### Trecho selecionado
_ _ _ _ _
Logo O POVO+
Vida&Arte 36 anos: Há utilidade no jornalismo cultural?
Vida & Arte

Vida&Arte 36 anos: Há utilidade no jornalismo cultural?

Na esteira das comemorações dos 36 anos do caderno de cultura mais longevo do Ceará, Vida&Arte dimensiona os impactos do jornalismo cultural na sociedade
Edição Impressa
Tipo Notícia Por
O Vida&Arte completa 36 anos discutindo a importância do jornalismo cultural para a sociedade (Foto: Pixabay)
Foto: Pixabay O Vida&Arte completa 36 anos discutindo a importância do jornalismo cultural para a sociedade

Quando o leitor abre as páginas de um jornal — sejam elas virtuais ou físicas —, expectativas diversas imperam a depender do segmento selecionado. O olhar para o esporte é um, para a política, outro, por exemplo. Por um lado, pode existir o interesse em saber o resultado da última partida do seu time. Por outro, o desejo nos desdobramentos dos diálogos entre Prefeitura e Estado.

Mas quais podem ser as expectativas que recaem sobre o jornalismo cultural? Apenas a divulgação de agenda de eventos? Ou divulgação de novos artistas? Quem sabe, talvez, debates sobre políticas públicas para a Cultura? As possibilidades também se expandem. Há mais de três décadas o Vida&Arte se equilibra nelas.

Na esteira das comemorações dos 36 anos do caderno de cultura mais longevo do Ceará (celebrados na sexta-feira, 24), o Vida&Arte reflete sobre as dimensões de seu fazer, da recepção de leitores à formulação da agenda cultural, bem como os olhares sobre a gastronomia. Hoje, é tempo de saber: afinal, a quem importa o que é produzido no jornalismo cultural?

O poeta, produtor cultural e leitor assíduo Talles Azigon aponta percepções sobre como matérias de jornalismo cultural repercutem para leitores e artistas. Ele elenca funções como a de “manter o público informado” e a construção de uma “memória da arte e da cultura de um povo”. O artista também ressalta um ponto fundamental: a validação de artistas e grupos “em tempos de concorrências públicas para financiamentos e patrocínios”.
_ _ _ _ _
Entradas de dados extraídos:
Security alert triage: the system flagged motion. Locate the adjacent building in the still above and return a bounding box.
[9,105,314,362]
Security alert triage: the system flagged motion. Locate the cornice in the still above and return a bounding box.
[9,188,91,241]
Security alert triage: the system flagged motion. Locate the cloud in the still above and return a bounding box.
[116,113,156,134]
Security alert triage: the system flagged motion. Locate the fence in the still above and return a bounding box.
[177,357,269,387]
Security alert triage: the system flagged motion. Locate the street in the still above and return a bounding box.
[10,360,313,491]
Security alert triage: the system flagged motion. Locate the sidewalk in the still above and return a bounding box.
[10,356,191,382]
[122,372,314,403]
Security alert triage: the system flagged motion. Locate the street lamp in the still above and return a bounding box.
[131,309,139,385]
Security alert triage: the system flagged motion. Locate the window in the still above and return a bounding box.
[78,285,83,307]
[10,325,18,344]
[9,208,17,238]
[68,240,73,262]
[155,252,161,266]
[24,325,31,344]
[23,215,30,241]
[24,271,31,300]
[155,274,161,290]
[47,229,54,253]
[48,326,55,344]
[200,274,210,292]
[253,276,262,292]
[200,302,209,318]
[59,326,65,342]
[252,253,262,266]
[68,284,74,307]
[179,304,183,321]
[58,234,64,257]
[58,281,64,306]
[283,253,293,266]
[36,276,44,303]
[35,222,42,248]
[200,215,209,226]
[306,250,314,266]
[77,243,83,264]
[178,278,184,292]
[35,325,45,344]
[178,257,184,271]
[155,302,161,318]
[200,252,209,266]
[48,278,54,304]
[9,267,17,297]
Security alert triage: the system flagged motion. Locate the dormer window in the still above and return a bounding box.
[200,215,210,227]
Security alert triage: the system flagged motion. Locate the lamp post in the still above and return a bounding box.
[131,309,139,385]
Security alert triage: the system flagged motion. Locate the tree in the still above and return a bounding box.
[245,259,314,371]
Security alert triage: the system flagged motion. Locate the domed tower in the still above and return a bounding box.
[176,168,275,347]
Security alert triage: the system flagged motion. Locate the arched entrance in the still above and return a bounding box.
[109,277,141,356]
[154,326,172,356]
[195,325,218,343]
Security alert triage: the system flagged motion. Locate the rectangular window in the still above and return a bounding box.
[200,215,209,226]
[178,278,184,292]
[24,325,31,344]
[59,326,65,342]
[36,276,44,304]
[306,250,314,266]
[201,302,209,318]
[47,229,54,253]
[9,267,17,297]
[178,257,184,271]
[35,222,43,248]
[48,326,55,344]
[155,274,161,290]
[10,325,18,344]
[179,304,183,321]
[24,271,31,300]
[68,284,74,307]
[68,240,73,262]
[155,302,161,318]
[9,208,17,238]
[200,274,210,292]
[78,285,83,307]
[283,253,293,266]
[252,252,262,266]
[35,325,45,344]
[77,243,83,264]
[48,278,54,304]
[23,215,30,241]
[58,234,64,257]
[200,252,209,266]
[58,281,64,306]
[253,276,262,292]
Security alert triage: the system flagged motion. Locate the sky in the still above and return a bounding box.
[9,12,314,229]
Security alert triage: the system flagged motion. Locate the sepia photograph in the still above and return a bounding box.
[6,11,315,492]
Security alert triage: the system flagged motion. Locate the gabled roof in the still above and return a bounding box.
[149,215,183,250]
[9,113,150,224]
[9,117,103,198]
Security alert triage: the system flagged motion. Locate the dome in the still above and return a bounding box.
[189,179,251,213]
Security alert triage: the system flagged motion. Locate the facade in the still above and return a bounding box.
_ _ _ _ _
### Desafio
Continue a reportagem sobre os 36 anos do Vida&Arte e o papel do jornalismo cultural a partir da última frase apresentada. Estes dados foram retirados de outra fonte, sem relação com o texto.

### Resposta da tarefa
“Para além dessas funções pragmáticas, o papel tem sua magia. Já vi muita gente se emocionar ao se ver retratada em uma reportagem por seu trabalho. O texto impresso ainda é — e continuará sendo — uma experiência inerente da nossa experiência de civilização”, elabora o criador da Livro Livre Curió Biblioteca Comunitária.

Em sua avaliação, o segmento deve mostrar que “artistas não são deuses”, são “pessoas vistas por pessoas”. Assim, quando um “bom jornalista de cultura consegue comentar uma obra, ele traz a arte para o chão”. “Muitos escritores e poemas conheci em reportagens de jornais e de revistas e continuo usando essa ferramenta para entender o cenário da atualidade da arte”, destaca.

Nesse sentido, enfatiza o papel do jornalismo cultural para situar leitores no mundo da arte, que “deve ser de todos”. Ele pontua a importância da área “não cair na armadilha do instantâneo da internet”: “O jornalismo cultural, quando vai ao encontro da artista, da mestra, do mestre, registra, pensa junto, resume, lista e aponta, ajuda muito as leitoras e leitores a se situarem também no mundo da arte que deveria ser o mundo de todos nós”.

Diante da explanação, é inegável a relevância ocupada pelo jornalismo cultural ao longo dos anos — área que, “em termos de Brasil”, teve seu auge entre a segunda metade dos anos 1980 e o início dos anos 2000, como destaca Naiana Rodrigues, professora e coordenadora do Curso de Jornalismo da Universidade Federal do Ceará (UFC).

A pesquisadora lembra como havia uma variedade de veículos especializados e dedicados aos diferentes formatos do jornalismo cultural, com resenhas, críticas e reportagens sobre diversas linguagens artísticas. Além disso, cita como os próprios jornalistas tinham especializações nos assuntos contemplados — da moda à gastronomia.

Com o processo de plataformização da internet, surgimento das redes sociais e mudanças na estrutura de produção jornalística, houve reconfigurações, entre perdas e adaptações. O número de críticos, por exemplo, diminuiu. Entretanto, a professora ressalta como o jornalismo cultural ainda resiste em meio a adversidades.

Naiana Rodrigues, que também é professora do Programa de Pós-Graduação em Comunicação da UFC (PPGCOM - UFC), compartilha a experiência em sala de aula. Ela percebe “minoridade” no interesse pelo jornalismo cultural em novos estudantes, mas ainda há aqueles que se visualizam na área.

Há, porém, desejo maior pela atuação em plataformas, sobretudo no YouTube, por meio da crítica. Segundo a professora, as três grandes áreas de interesse que mobilizam jovens jornalistas no segmento cultural na UFC são o Cinema, a Televisão e a Literatura.

Em sua visão, os futuros novos profissionais compreendem a importância do jornalismo cultural e “até lamentam não haver diversidade maior” em outros veículos.

“Essa compreensão da importância do jornalismo cultural se dá principalmente quando eles entendem que, para ter mais produções culturais, é preciso haver um jornalismo que esteja observando, fiscalizando e cobrando do poder público ações que fomentem a produção cultural. Acho muito interessante, porque eles têm essa noção do papel do jornalismo que fiscaliza em relação às políticas culturais”, compartilha.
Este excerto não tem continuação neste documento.